• **To do**: Render the lines of the material below as a JSON list of strings, one string per line with blank lines left out, starting with the line that contains "Mark one point on each instance of the human" and going on through the line that contains "pixel 90 875".
_ _ _ _
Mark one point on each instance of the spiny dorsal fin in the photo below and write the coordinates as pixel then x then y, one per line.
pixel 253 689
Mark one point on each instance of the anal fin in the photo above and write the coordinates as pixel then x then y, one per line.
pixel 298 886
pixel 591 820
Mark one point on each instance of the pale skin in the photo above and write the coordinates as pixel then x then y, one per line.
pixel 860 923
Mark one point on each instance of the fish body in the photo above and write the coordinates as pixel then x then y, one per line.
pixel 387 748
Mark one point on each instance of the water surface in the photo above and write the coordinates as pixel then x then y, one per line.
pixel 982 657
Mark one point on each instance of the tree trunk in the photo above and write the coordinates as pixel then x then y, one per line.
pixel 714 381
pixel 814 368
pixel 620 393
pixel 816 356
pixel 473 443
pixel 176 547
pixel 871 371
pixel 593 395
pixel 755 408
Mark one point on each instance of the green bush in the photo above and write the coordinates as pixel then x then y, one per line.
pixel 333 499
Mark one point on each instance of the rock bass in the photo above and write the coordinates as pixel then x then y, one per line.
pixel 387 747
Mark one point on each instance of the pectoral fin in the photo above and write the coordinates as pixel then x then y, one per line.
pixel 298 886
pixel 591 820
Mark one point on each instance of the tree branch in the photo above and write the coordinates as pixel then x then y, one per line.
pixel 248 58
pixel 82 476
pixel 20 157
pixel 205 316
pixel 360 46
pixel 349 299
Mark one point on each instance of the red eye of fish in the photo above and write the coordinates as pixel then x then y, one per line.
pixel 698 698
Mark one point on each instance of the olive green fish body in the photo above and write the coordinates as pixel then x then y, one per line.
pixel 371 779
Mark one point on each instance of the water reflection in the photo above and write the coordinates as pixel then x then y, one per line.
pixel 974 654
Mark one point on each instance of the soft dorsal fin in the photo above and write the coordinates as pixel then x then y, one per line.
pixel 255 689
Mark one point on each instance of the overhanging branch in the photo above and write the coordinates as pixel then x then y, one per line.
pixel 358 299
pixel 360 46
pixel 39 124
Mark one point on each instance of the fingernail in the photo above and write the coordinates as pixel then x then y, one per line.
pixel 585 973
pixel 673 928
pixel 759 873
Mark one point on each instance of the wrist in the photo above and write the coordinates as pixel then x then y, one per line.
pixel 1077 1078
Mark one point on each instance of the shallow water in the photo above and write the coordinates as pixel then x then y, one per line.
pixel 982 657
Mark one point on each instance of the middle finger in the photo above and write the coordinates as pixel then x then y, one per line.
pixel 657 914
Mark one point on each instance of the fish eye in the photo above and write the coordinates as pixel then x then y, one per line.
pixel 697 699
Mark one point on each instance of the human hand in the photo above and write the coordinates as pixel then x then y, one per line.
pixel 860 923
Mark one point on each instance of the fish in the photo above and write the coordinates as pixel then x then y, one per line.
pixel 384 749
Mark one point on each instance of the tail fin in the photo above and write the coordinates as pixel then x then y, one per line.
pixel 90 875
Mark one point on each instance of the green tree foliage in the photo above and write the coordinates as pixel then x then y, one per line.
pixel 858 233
_ _ _ _
• **Expected output**:
[
  "Mark one point on each instance of the human hand in the photo above and write the coordinates as pixel then x then y, one per line.",
  "pixel 860 923",
  "Mark one point on each instance of the fish in the photo above and write the coordinates as pixel then x then y, one per line.",
  "pixel 384 749",
  "Mark one point on each instance of the tail fin in the photo above and write the coordinates as pixel then x then y, one per line.",
  "pixel 90 875"
]